Three years ago, the Institute for Education and Social Policy at New York University undertook the massive project of studying community organizing efforts on school reform in eight cities over 6 years.¹ Using a mix of qualitative and quantitative methodologies, we have based our work on the principle that quality research that should be collaborative (engaging the communities under study), contextual (designed to adapt to local conditions), and utilization-focused (capable of being used by communities).

Developing and Refining the Logic Model
Our initial fieldwork, conducted during the first 2 years of our study, included conversations with organizing staff and parent leaders at each of the study sites about their organizations' theories of change. These theory-of-change conversations focused on each group's methodology, in particular the critical organizational activities that lead to the achievement of the organization's social change goals. As an outgrowth of this fieldwork, we went on to create an overarching logic model that illustrated how community organizing activities lead to particular improvements in school capacity for effective instruction and how these improvements, in turn, increase the likelihood of improved student achievement. We published this proposed logic model in our report Constituents of Change.² Though the report was the result of iterative conversations with the sites, we sought to use the publication not as an “end product” but as a catalyst for further dialogue.

In the fall of 2004, at the start of the study's 3rd year, we sought to foster continued dialogue through a research symposium at which community organizers and leaders from the eight study sites revisited the model and highlighted the aspects that both fit and clashed with their experiences. To facilitate conversation among symposium participants, we distributed blank, poster-sized templates of the logic model. Using the proposed logic model as a reference, groups filled in the organizing activities and outcomes most relevant to their individual organizations on the templates. This dialogue helped us refine the model and enabled us to launch the next phase of the research—delineating a set of relevant indicators to assess the outcomes identified in the model. The symposium built on our previous attempts to get feedback by providing a valuable opportunity for face-to-face interaction among stakeholders.

TASK 1 »
Answer these questions from the passage on the school-reform organizing study:
(a) How many cities and how many years did the study cover?
(b) In which report was the proposed logic model published?
(c) What did the researchers hand out to symposium participants to help them talk with one another?
TASK 2 » Continue the passage on the school-reform organizing study from its final sentence.
The items that follow this passage are not needed for anything here.

RECORDED DATA »
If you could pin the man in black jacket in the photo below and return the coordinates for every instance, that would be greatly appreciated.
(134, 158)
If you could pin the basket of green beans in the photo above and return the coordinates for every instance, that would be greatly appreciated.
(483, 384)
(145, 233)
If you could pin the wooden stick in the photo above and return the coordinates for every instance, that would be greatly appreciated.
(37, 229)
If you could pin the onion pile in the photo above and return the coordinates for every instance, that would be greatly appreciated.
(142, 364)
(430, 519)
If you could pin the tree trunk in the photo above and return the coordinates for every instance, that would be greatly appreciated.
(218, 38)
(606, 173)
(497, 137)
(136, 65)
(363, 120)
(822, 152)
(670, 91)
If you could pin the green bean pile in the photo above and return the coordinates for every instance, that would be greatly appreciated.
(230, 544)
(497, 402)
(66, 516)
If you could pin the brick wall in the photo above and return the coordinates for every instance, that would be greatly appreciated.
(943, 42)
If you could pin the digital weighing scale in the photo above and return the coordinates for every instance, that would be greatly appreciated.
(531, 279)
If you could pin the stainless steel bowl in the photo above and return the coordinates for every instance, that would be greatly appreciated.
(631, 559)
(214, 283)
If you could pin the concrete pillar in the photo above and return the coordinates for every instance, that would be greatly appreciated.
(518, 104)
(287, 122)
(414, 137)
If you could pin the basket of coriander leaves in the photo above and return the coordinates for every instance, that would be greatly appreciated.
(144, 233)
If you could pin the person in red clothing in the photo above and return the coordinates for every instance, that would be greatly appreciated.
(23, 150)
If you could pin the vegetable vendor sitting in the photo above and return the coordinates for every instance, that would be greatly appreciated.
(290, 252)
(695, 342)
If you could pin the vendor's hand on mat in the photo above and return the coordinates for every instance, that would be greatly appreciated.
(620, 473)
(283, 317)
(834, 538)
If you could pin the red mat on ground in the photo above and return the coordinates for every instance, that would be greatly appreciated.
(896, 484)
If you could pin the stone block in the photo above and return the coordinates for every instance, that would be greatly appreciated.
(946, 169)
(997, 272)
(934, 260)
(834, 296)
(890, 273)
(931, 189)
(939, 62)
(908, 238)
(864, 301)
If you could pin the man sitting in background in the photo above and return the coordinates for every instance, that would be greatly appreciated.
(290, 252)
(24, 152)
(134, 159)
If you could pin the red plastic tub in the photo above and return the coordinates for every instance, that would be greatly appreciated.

EXPECTED ANSWER 1 »
(a) Eight cities over 6 years.
(b) Constituents of Change.
(c) Blank, poster-sized templates of the logic model.

EXPECTED ANSWER 2 »
Grappling With Outcome Indicators
Our original model had two key sets of outcomes—those that occur for the community organizing group and those that occur within schools and school districts. Initially, we focused on the changes that increase the school's capacity to deliver an effective instructional program. Based on the logic model and informed by the literature, our research team identified and documented each organizing group's campaigns and corresponding indicators of change. Toward the end of the study's 3rd year, we again engaged community organizing groups as we worked to develop and refine our outcome indicators. Because organizers and leaders had already engaged in developing and fine-tuning the initial logic model, grappling with the indicators represented a natural next step.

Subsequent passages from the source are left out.